> **The request**
Render the lines from the one containing "Quick favor —" through the end of the records, inclusive, as a Markdown table with the columns Row and Line text, numbering each row and skipping blank lines. Leave the pictures out of the answer.
[start]
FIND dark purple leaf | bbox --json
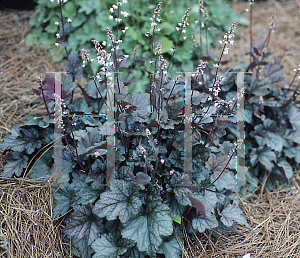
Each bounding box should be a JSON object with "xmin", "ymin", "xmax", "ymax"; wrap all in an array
[
  {"xmin": 64, "ymin": 204, "xmax": 104, "ymax": 245},
  {"xmin": 274, "ymin": 162, "xmax": 289, "ymax": 184},
  {"xmin": 187, "ymin": 195, "xmax": 206, "ymax": 218}
]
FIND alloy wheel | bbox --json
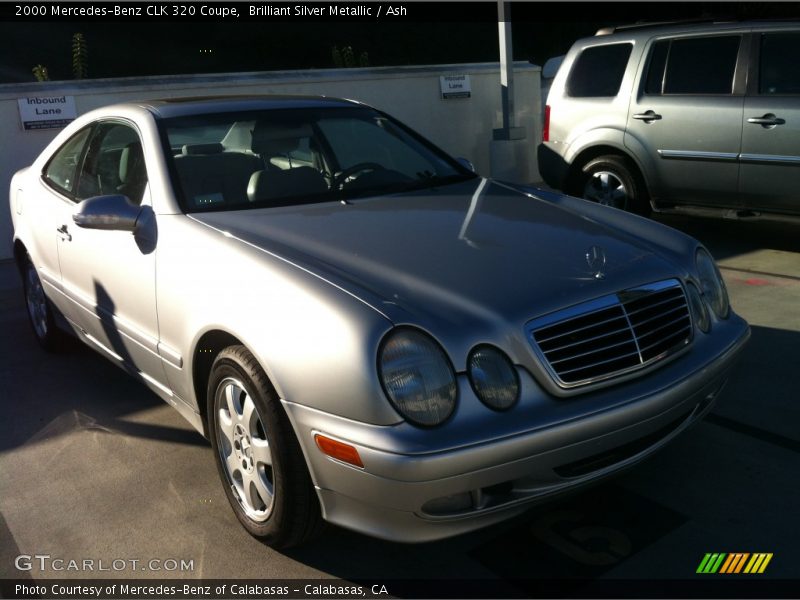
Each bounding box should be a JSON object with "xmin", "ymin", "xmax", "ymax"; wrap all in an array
[{"xmin": 215, "ymin": 377, "xmax": 275, "ymax": 523}]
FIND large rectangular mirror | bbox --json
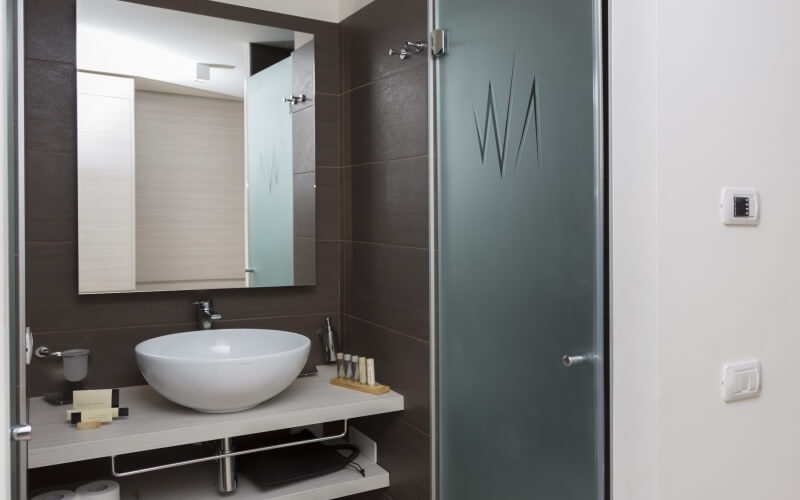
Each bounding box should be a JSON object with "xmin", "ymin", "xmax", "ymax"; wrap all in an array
[{"xmin": 77, "ymin": 0, "xmax": 316, "ymax": 294}]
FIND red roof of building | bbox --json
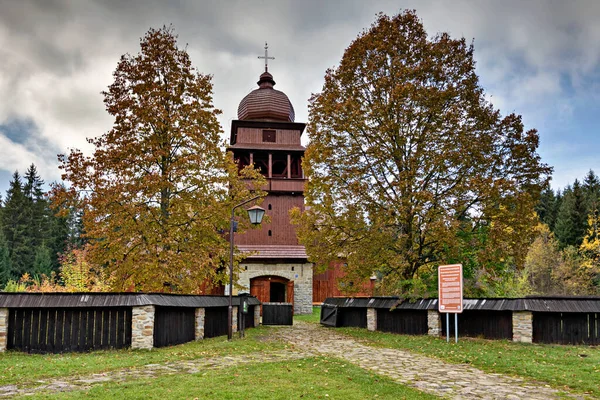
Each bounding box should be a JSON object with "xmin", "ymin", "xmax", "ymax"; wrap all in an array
[
  {"xmin": 237, "ymin": 245, "xmax": 308, "ymax": 259},
  {"xmin": 238, "ymin": 72, "xmax": 295, "ymax": 122}
]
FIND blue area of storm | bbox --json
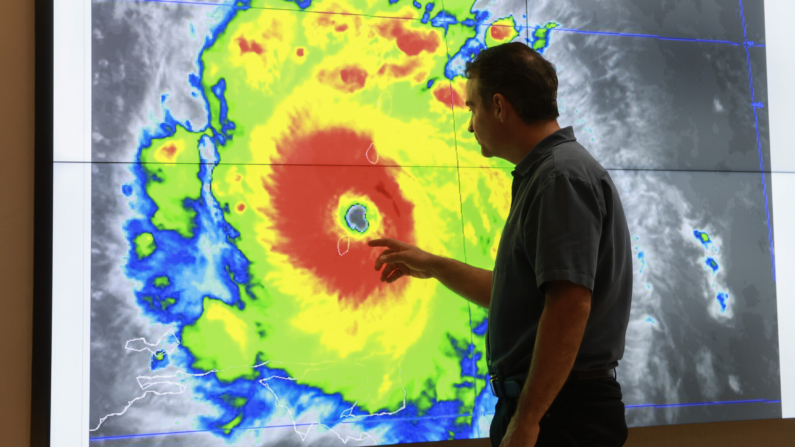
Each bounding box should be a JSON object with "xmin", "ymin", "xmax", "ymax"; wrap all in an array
[
  {"xmin": 149, "ymin": 350, "xmax": 168, "ymax": 371},
  {"xmin": 121, "ymin": 0, "xmax": 495, "ymax": 444},
  {"xmin": 718, "ymin": 292, "xmax": 729, "ymax": 312},
  {"xmin": 345, "ymin": 204, "xmax": 370, "ymax": 233},
  {"xmin": 693, "ymin": 230, "xmax": 712, "ymax": 249}
]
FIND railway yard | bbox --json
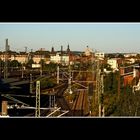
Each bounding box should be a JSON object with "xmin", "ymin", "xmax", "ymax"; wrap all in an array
[{"xmin": 1, "ymin": 65, "xmax": 93, "ymax": 117}]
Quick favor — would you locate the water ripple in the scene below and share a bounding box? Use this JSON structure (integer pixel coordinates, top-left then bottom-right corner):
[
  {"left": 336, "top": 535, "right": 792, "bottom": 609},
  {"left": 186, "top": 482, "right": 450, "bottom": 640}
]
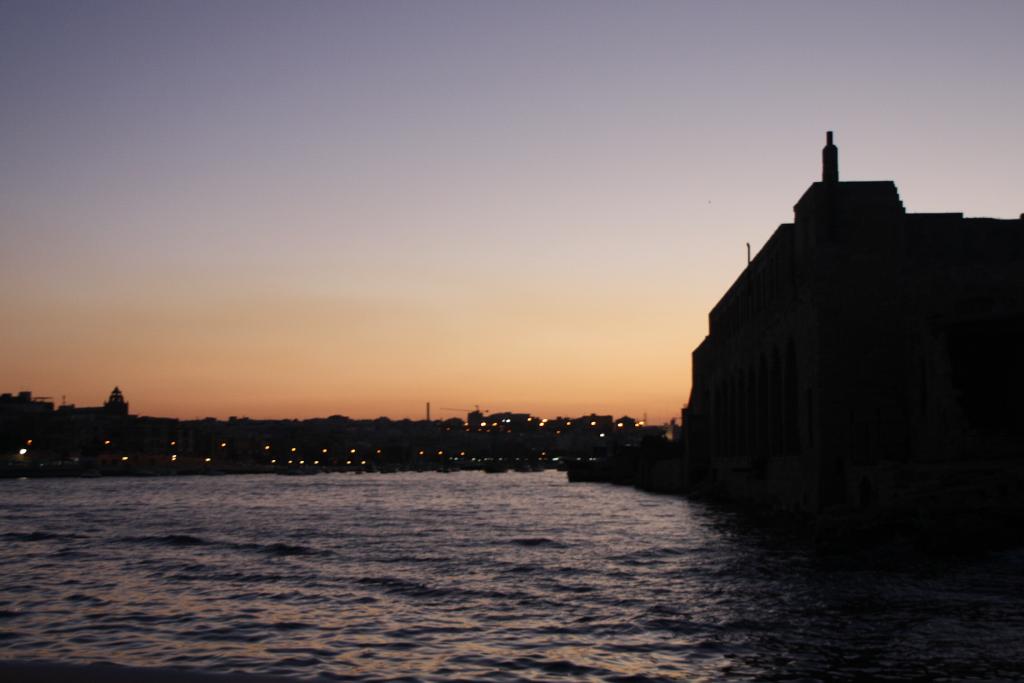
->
[end]
> **Written solution**
| Row | Line text |
|---|---|
| 1 | Quick favor — would you locate the water ripple in the scene below and share a bounding box? Use this JSON structure (integer pixel coordinates, top-left then bottom-right corner): |
| 2 | [ |
| 3 |   {"left": 336, "top": 535, "right": 792, "bottom": 609}, |
| 4 |   {"left": 186, "top": 482, "right": 450, "bottom": 640} |
| 5 | ] |
| 6 | -> |